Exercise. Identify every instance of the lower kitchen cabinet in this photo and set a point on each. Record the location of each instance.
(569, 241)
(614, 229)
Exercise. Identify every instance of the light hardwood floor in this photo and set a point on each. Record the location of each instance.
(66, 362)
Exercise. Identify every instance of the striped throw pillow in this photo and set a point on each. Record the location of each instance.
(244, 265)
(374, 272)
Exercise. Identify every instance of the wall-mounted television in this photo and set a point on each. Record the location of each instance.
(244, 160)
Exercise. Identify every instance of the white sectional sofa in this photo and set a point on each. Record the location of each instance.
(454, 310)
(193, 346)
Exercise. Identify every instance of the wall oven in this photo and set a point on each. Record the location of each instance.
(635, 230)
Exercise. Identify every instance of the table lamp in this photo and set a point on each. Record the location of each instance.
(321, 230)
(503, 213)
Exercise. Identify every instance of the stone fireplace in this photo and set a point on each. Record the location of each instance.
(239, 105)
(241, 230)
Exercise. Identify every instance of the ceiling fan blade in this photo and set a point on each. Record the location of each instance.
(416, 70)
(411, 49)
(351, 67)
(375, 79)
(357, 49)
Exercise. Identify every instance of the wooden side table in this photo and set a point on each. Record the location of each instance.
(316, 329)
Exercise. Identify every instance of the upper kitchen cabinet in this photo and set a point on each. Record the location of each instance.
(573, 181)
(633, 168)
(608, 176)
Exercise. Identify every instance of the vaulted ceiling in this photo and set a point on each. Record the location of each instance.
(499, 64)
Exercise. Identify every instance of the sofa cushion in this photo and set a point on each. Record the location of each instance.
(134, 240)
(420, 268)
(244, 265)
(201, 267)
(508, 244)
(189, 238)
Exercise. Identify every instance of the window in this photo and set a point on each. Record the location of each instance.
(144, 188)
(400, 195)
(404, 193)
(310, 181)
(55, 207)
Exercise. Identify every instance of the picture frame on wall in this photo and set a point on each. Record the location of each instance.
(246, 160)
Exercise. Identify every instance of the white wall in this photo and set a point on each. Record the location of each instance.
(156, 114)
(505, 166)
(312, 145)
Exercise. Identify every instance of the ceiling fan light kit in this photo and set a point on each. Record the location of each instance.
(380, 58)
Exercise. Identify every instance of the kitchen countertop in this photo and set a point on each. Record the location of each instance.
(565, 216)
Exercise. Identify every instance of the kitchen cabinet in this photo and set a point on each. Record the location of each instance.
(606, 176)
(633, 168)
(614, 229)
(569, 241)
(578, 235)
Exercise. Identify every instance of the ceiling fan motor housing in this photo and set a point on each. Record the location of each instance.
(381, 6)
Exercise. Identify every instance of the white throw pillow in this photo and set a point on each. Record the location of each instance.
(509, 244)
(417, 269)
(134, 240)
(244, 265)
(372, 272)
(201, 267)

**TASK DIRECTIONS:** Write out the entries above word for word.

**OUTPUT FOR THIS TASK:**
Exercise. Identify every instance of the lower kitchen cabinet in this photo and set a point on each. Record the location of each instance.
(569, 241)
(614, 229)
Exercise. Identify every instance of the light hardwood floor in this photo and set a point on each. Record the location of each instance.
(66, 362)
Exercise. Identify every instance of the striped throw pillow in this photo and set a point on each. Record the location of each instance.
(244, 265)
(374, 272)
Exercise. Identify every instance of the wall-mounted television in this photo and set a point on each. Record the location of each instance.
(244, 160)
Exercise. Identify every instance of the white sectional sofa in this photo and set a point on each. Record the location of each instance.
(454, 310)
(193, 346)
Exercise. Identify every instance of the wall oven in this photo and set a point on each. Record the location of each instance.
(635, 230)
Exercise. Identify every instance of the table lamp in this photo and set a point on each. Record the location of each instance.
(321, 230)
(503, 213)
Exercise. Identify every instance of the stone fireplace in this photo and set a point on each. Record the location of each instance.
(239, 105)
(241, 230)
Exercise. Identify every instance of the ceiling fan blade in this photo and set a point on each. Record the location of each instance.
(416, 70)
(411, 49)
(351, 67)
(375, 79)
(357, 49)
Exercise. Identify every instance of the wooden side table in this photo and set a point on each. Record the location of each instance.
(316, 329)
Exercise. Identify every instance of the upper kitchen cabinet in this photo and set a point on each. Record the location of each instance.
(573, 181)
(633, 168)
(608, 176)
Exercise. Identify every instance of the vaulted ceiling in this photo and set a point on each. Record the location of each instance.
(499, 64)
Exercise. Identify every instance of the sofa cushion in this photo and set a point on each. Record the location of each instance.
(134, 240)
(420, 268)
(244, 265)
(201, 267)
(508, 244)
(189, 238)
Exercise. Identify every instance of the window in this photo and set a point on each. Record the location of each instance.
(144, 188)
(400, 195)
(404, 193)
(310, 181)
(55, 207)
Exercise. Identify every instance of the picture frame on wall in this photo and set a point on each. Record the location of each instance.
(246, 160)
Exercise. Identify every instance of the white wall in this photo and set a point on each. Record the location of each instance.
(156, 114)
(505, 166)
(312, 145)
Exercise. Identify every instance of the ceiling fan light kit in this photo and set a point on each. Record the location of each instance.
(380, 58)
Exercise. Identify every instance of the kitchen countertop in this photo and set a point on each. Record the location of each instance.
(565, 216)
Exercise. Identify every instance of the kitchen cabinet in this photo and set a point on each. Record the location of each instance.
(606, 176)
(633, 168)
(614, 229)
(569, 241)
(578, 235)
Exercise. Identify every instance of the ceiling fan motor housing in this photo and set a point on each. Record the location of each instance.
(381, 6)
Exercise. Identify every instance of the white throw pillow in this photo and set a point on each. Record the location of each instance.
(509, 244)
(417, 269)
(134, 240)
(244, 265)
(372, 272)
(201, 267)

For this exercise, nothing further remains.